Ph: Your paintings play with different visual cues toward mythology. Are there any myths in particular which have a strong resonance with you?
KK: There are certain types of myths that have perhaps affected my way of thinking and so would in turn affect my painting. Creation myths from different cultures are to me some of the most fascinating myths of all, along with myths dealing with different aspects of the goddess. I can't really say that there is any one myth in particular though that I feel more of a connection with than I do others. Although some of my work is influenced by mythology, there are never any literal interpretations that could be construed as illustrative. When I use a myth in my work it simply serves as the point of departure and the final piece might be so removed from the original myth that inspired the painting that it would be hard for anyone to see any connection to the myth that spawned the vision.
Ph: Generally speaking, where do your ideas come from?

- Written exercise 1 -
Output the rows without any changes, from the row containing "For the benchmark, mark every instance of the blue" through the last row, including both ends.

(Location annotation dataset excerpts)
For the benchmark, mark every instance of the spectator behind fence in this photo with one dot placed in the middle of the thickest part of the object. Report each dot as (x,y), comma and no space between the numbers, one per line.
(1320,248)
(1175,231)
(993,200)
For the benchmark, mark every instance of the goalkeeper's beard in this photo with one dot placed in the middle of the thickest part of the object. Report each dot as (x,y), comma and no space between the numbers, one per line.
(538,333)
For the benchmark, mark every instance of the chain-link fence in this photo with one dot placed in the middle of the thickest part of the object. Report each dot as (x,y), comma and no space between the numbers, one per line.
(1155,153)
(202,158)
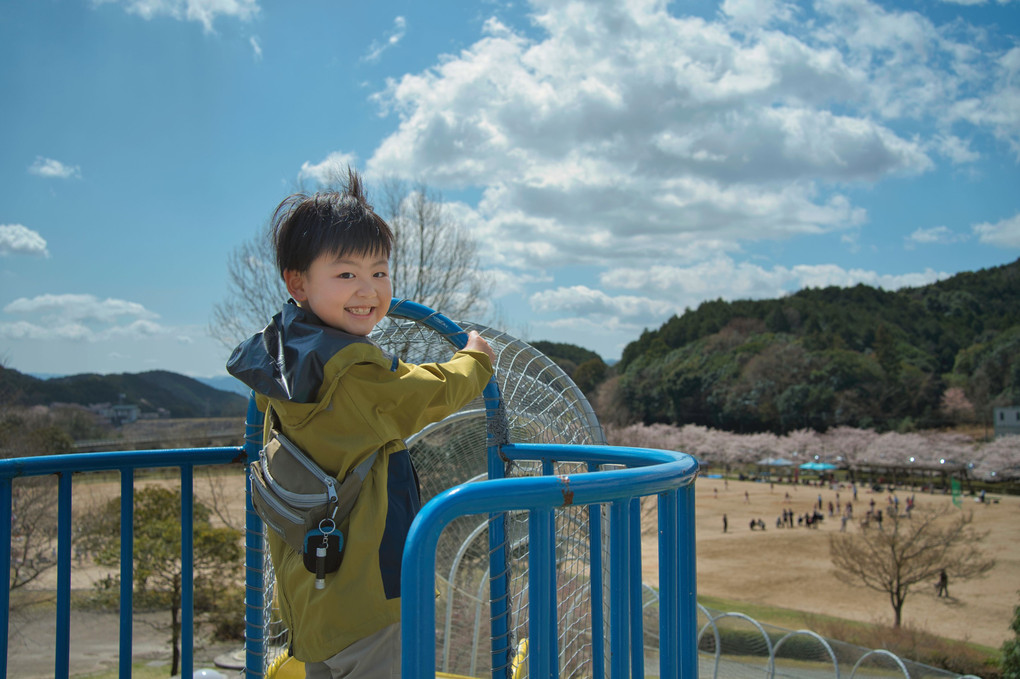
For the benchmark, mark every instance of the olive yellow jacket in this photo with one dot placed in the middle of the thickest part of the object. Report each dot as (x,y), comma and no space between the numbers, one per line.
(340,398)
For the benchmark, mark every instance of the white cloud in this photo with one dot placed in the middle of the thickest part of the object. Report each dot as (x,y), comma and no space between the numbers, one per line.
(583,301)
(82,317)
(397,34)
(326,170)
(1005,233)
(956,149)
(202,11)
(54,169)
(933,236)
(625,132)
(79,307)
(18,240)
(725,278)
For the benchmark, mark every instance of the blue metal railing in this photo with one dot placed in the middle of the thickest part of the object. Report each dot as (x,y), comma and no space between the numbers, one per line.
(64,466)
(668,475)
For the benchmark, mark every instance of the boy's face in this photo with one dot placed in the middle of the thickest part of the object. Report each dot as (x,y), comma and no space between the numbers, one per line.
(351,294)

- Written exercise 2 -
Return the passage of the interview about mythology in painting that runs from "KK: There are" through "spawned the vision.", inclusive, without changing a word.

- Reply 1 -
For the benchmark, mark every instance of the blue metal railing in this photo with one dot placed in the middle of the thickest part of the object. Report each dot as (x,y), comma and no space between the numbers, one per line.
(64,466)
(668,475)
For the benchmark, mark every instance of the boy's face in this photo with one dot placed in the middle of the thickest part of the object. Report each dot as (x,y), comma and no space between the numbers, one per line.
(351,294)

- Reply 2 -
KK: There are certain types of myths that have perhaps affected my way of thinking and so would in turn affect my painting. Creation myths from different cultures are to me some of the most fascinating myths of all, along with myths dealing with different aspects of the goddess. I can't really say that there is any one myth in particular though that I feel more of a connection with than I do others. Although some of my work is influenced by mythology, there are never any literal interpretations that could be construed as illustrative. When I use a myth in my work it simply serves as the point of departure and the final piece might be so removed from the original myth that inspired the painting that it would be hard for anyone to see any connection to the myth that spawned the vision.